Objective: State how many lines of the items below contain the string "person", treating uppercase and lowercase as different. Give only the number.

───── The input ─────

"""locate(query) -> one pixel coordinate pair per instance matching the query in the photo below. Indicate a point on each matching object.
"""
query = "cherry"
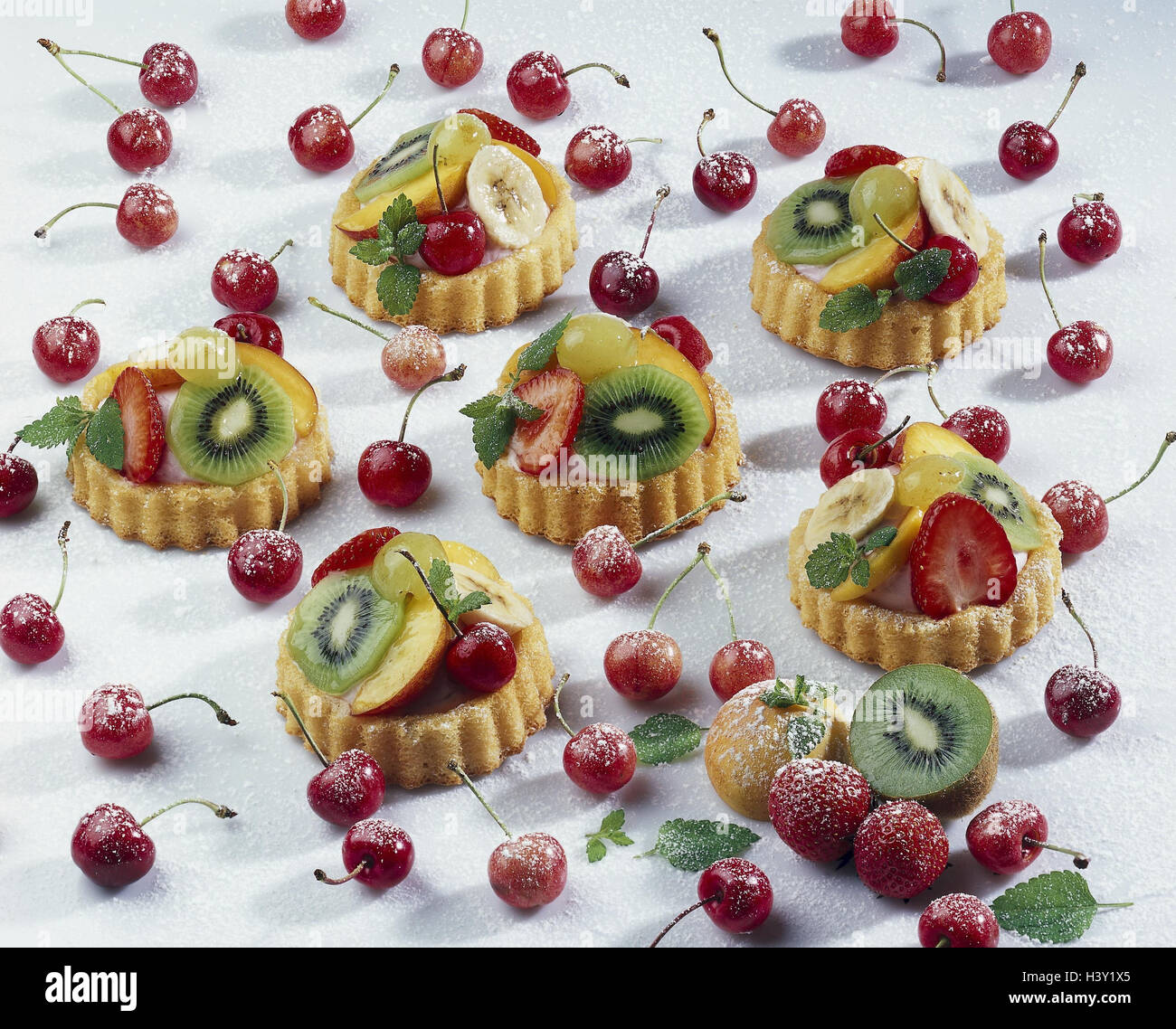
(66, 348)
(527, 872)
(869, 28)
(321, 137)
(735, 894)
(243, 280)
(265, 564)
(394, 473)
(623, 284)
(600, 758)
(1081, 701)
(116, 721)
(796, 128)
(1028, 151)
(316, 19)
(451, 57)
(724, 181)
(1081, 351)
(537, 85)
(346, 790)
(1020, 42)
(30, 629)
(1089, 231)
(110, 847)
(377, 853)
(599, 159)
(606, 563)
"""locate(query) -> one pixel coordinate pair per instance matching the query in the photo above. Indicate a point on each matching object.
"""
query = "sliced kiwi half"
(927, 732)
(341, 630)
(1003, 499)
(227, 434)
(812, 225)
(643, 419)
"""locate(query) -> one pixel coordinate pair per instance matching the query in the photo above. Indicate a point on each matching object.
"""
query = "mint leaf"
(663, 738)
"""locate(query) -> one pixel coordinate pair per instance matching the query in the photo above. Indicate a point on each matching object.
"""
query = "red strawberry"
(357, 552)
(505, 131)
(560, 395)
(900, 849)
(961, 556)
(144, 431)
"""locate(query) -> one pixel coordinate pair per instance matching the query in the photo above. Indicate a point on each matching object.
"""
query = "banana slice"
(505, 193)
(854, 505)
(949, 206)
(506, 609)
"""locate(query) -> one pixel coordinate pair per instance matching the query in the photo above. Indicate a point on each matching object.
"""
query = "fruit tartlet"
(176, 447)
(830, 259)
(420, 654)
(458, 227)
(598, 422)
(940, 558)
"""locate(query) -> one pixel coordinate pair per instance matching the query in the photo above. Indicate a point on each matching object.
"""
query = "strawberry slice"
(144, 433)
(505, 131)
(357, 552)
(560, 395)
(961, 556)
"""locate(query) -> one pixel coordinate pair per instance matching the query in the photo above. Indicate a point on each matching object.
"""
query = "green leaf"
(694, 845)
(665, 738)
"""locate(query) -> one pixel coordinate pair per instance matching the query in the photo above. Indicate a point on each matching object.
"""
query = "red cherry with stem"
(537, 85)
(451, 57)
(349, 788)
(606, 563)
(30, 629)
(321, 137)
(869, 28)
(265, 564)
(1081, 351)
(316, 19)
(1020, 42)
(116, 721)
(1028, 151)
(796, 128)
(1081, 701)
(110, 847)
(377, 854)
(1089, 231)
(526, 872)
(735, 894)
(624, 284)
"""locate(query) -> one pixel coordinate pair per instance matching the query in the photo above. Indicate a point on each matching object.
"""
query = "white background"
(171, 621)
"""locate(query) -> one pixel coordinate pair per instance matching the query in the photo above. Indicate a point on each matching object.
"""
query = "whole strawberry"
(818, 806)
(900, 849)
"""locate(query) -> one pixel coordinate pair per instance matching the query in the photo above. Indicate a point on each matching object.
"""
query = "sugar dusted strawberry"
(961, 556)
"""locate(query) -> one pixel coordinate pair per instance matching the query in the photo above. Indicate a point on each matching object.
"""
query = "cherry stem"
(1169, 439)
(733, 496)
(223, 716)
(301, 726)
(704, 550)
(678, 919)
(450, 376)
(55, 51)
(219, 810)
(392, 78)
(40, 231)
(459, 770)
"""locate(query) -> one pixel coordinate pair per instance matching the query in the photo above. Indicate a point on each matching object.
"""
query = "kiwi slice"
(927, 732)
(645, 418)
(341, 630)
(226, 434)
(1006, 501)
(812, 225)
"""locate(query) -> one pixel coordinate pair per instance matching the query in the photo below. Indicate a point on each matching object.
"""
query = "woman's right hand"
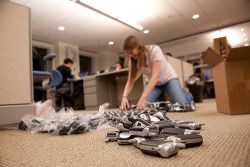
(124, 104)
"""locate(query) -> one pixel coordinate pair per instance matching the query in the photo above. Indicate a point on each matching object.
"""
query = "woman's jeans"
(174, 91)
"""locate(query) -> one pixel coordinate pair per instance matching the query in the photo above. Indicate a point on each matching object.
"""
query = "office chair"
(62, 91)
(39, 76)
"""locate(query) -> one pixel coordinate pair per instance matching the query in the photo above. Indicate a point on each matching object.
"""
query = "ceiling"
(167, 20)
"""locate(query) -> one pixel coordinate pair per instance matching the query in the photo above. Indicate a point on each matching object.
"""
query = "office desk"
(108, 87)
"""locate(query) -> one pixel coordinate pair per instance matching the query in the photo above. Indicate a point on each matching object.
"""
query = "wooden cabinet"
(16, 69)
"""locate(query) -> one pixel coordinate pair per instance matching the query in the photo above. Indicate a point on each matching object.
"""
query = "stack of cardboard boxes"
(231, 77)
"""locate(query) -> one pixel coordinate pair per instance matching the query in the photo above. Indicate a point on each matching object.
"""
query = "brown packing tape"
(239, 53)
(239, 99)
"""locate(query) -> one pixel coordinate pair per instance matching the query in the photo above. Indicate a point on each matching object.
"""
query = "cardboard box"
(231, 79)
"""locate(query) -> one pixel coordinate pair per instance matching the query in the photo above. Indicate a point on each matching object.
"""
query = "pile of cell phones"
(153, 133)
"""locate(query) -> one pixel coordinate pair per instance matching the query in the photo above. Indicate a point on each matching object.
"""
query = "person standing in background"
(160, 76)
(66, 70)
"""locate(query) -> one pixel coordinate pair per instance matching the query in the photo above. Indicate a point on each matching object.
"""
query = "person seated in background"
(118, 65)
(66, 70)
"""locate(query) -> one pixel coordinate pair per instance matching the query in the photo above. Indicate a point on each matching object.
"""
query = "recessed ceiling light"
(111, 43)
(146, 31)
(61, 28)
(196, 16)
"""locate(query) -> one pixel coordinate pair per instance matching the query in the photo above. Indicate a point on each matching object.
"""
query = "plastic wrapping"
(64, 122)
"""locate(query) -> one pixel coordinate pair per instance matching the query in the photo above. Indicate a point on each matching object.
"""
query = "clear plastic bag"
(64, 122)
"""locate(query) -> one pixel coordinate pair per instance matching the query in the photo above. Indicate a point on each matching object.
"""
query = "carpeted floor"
(226, 144)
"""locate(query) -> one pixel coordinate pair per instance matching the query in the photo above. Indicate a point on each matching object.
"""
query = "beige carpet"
(226, 144)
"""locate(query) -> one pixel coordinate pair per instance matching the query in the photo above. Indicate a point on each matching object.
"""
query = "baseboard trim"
(11, 114)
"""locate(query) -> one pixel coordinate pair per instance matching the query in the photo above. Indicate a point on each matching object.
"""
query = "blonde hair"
(130, 43)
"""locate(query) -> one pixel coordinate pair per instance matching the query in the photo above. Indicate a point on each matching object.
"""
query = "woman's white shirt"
(154, 53)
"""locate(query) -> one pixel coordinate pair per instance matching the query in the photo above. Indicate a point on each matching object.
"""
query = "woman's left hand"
(141, 104)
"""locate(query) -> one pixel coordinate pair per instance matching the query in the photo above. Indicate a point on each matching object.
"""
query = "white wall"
(188, 45)
(105, 60)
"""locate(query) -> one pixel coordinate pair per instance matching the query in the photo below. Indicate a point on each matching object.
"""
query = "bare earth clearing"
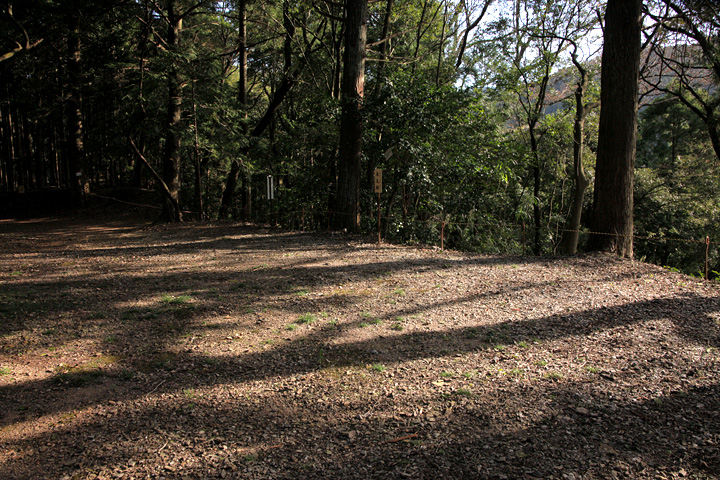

─────

Completed exercise: 2